Collected data entries:
= = = =

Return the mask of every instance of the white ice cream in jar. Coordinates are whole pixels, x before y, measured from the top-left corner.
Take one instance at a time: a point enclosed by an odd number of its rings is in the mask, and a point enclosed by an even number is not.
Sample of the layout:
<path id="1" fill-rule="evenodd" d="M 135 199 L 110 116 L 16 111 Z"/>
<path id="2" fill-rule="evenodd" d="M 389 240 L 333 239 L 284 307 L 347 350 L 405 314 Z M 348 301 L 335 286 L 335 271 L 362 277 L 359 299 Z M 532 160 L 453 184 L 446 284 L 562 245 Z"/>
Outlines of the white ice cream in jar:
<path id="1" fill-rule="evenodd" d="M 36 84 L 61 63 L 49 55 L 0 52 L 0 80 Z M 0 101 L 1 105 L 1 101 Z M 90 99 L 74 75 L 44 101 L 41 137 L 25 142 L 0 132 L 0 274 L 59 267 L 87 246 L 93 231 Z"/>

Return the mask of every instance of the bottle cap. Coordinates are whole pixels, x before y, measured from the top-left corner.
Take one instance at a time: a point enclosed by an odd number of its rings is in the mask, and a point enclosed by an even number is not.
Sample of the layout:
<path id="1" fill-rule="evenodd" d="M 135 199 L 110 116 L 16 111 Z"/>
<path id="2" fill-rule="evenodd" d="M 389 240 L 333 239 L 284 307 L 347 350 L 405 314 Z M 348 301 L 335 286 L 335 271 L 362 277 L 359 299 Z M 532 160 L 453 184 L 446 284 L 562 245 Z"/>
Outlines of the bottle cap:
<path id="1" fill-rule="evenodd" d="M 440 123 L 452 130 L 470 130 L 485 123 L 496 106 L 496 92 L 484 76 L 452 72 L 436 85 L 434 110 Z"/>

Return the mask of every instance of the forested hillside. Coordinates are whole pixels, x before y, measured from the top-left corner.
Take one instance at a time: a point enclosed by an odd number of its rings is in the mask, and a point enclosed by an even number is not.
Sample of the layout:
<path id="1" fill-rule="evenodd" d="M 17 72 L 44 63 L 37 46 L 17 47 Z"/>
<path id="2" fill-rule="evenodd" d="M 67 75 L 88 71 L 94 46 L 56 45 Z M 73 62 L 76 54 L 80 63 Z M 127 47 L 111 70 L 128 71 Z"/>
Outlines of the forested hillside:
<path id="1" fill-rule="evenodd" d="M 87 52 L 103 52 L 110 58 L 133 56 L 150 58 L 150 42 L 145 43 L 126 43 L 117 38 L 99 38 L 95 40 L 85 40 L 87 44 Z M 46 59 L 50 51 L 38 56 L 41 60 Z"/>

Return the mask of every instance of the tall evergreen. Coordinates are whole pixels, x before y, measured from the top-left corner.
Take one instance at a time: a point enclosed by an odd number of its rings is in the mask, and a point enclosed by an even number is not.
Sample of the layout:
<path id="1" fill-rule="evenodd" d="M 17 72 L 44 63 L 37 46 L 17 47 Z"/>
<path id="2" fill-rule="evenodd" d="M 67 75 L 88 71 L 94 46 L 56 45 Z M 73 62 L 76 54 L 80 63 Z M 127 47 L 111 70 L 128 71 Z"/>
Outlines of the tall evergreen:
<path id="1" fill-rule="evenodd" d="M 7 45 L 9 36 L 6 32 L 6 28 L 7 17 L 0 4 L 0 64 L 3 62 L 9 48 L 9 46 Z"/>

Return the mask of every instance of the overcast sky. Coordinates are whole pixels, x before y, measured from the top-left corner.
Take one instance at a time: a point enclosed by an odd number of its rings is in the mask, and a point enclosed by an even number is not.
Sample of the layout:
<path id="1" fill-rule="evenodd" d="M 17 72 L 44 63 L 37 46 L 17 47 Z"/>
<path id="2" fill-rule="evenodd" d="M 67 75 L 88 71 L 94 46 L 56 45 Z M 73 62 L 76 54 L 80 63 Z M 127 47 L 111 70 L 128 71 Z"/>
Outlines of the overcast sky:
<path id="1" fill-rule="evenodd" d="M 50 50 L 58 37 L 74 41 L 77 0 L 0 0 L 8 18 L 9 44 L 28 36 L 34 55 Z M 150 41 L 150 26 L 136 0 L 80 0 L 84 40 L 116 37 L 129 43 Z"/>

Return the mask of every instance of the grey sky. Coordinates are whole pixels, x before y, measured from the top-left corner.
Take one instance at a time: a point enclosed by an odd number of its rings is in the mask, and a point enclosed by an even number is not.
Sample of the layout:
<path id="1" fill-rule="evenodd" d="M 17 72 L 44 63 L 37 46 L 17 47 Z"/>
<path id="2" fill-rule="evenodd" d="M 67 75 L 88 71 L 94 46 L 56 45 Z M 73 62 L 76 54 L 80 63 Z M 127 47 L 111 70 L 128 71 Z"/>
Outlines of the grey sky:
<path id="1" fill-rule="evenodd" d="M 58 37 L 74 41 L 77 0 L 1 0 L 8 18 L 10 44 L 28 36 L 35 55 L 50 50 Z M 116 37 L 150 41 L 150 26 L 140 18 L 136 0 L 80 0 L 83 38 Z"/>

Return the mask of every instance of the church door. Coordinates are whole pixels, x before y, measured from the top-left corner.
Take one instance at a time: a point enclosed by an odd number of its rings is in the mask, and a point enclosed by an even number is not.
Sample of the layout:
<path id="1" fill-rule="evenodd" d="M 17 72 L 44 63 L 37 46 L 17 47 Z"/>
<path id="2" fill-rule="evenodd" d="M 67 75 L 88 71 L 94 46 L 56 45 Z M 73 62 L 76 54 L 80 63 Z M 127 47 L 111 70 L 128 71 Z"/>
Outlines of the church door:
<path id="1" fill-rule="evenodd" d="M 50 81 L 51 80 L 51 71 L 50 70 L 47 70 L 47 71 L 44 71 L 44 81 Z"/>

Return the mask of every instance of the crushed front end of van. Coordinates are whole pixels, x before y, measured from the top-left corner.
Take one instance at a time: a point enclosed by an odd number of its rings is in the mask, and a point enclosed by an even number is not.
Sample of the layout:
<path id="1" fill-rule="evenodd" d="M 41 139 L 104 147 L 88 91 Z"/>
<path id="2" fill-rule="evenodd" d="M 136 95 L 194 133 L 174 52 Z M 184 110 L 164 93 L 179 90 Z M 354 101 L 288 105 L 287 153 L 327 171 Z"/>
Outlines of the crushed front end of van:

= = = =

Reproduce verbatim the stretch of the material from its beginning through the line containing "101 L 1 105", including both ends and nothing else.

Return the mask of every instance of the white ice cream in jar. Coordinates are whole pixels, x before y, measured from the top-left corner.
Take one instance at a time: a point enclosed by an odd number of its rings is in the mask, and a point enclosed by an even number is not.
Sample of the layout:
<path id="1" fill-rule="evenodd" d="M 135 199 L 110 116 L 16 111 Z"/>
<path id="2" fill-rule="evenodd" d="M 389 240 L 333 239 L 284 307 L 347 350 L 405 314 Z M 348 301 L 335 286 L 335 271 L 362 277 L 359 299 Z M 532 160 L 453 184 L 446 284 L 562 245 Z"/>
Outlines of the white ice cream in jar:
<path id="1" fill-rule="evenodd" d="M 36 84 L 61 63 L 49 55 L 0 52 L 0 80 Z M 0 101 L 1 105 L 1 101 Z M 90 99 L 74 75 L 44 101 L 41 137 L 25 142 L 0 132 L 0 274 L 59 267 L 87 246 L 93 231 Z"/>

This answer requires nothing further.